◆ What the task asks
Reproduce every line of the data below word for word, without changing anything.

==================================================

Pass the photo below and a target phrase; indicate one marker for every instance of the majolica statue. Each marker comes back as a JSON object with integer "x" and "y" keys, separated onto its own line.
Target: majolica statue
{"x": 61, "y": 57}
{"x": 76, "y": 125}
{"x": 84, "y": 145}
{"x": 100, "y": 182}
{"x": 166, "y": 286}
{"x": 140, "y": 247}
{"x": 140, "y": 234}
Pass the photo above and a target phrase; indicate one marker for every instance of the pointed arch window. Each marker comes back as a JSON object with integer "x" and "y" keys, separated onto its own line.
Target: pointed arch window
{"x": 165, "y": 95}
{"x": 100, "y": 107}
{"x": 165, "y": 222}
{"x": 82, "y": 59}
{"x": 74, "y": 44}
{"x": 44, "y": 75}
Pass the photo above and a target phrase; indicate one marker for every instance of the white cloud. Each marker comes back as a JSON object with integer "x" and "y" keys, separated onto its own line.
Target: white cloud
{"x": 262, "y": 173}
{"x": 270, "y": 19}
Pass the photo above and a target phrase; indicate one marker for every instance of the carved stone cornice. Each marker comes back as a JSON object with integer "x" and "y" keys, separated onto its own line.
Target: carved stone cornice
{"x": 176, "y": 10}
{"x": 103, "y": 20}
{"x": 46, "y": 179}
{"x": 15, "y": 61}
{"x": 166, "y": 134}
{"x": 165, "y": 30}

==================================================

◆ Solved exercise
Pass the photo below and a target phrase; indicate one marker for every instance of the majolica statue. Each marker comes back as a JSON object with integer "x" and "y" keys, separated onto its own line.
Target: majolica statue
{"x": 61, "y": 57}
{"x": 76, "y": 125}
{"x": 84, "y": 145}
{"x": 100, "y": 182}
{"x": 166, "y": 286}
{"x": 140, "y": 247}
{"x": 140, "y": 234}
Pass the photo above and a target phrase; indicate one marker for every instance of the pointed arch window. Each marker comes back as a JSON object with integer "x" and "y" keys, separated onto its own line.
Target: pointed arch window
{"x": 165, "y": 95}
{"x": 100, "y": 107}
{"x": 165, "y": 222}
{"x": 82, "y": 59}
{"x": 74, "y": 44}
{"x": 44, "y": 75}
Pass the photo above and a target phrase; indicate one marker for every instance of the white cloud. Each marker comes back as a JSON object with integer "x" and "y" keys, separated onto its own line.
Target: white cloud
{"x": 262, "y": 173}
{"x": 270, "y": 19}
Pass the photo above and a target phrase; indicate one marker for every instance of the carved stone cornice. Each marker comes back as a JSON object with integer "x" and "y" keys, separated onto its own line.
Target: carved stone cornice
{"x": 176, "y": 10}
{"x": 103, "y": 20}
{"x": 46, "y": 179}
{"x": 15, "y": 61}
{"x": 166, "y": 134}
{"x": 165, "y": 30}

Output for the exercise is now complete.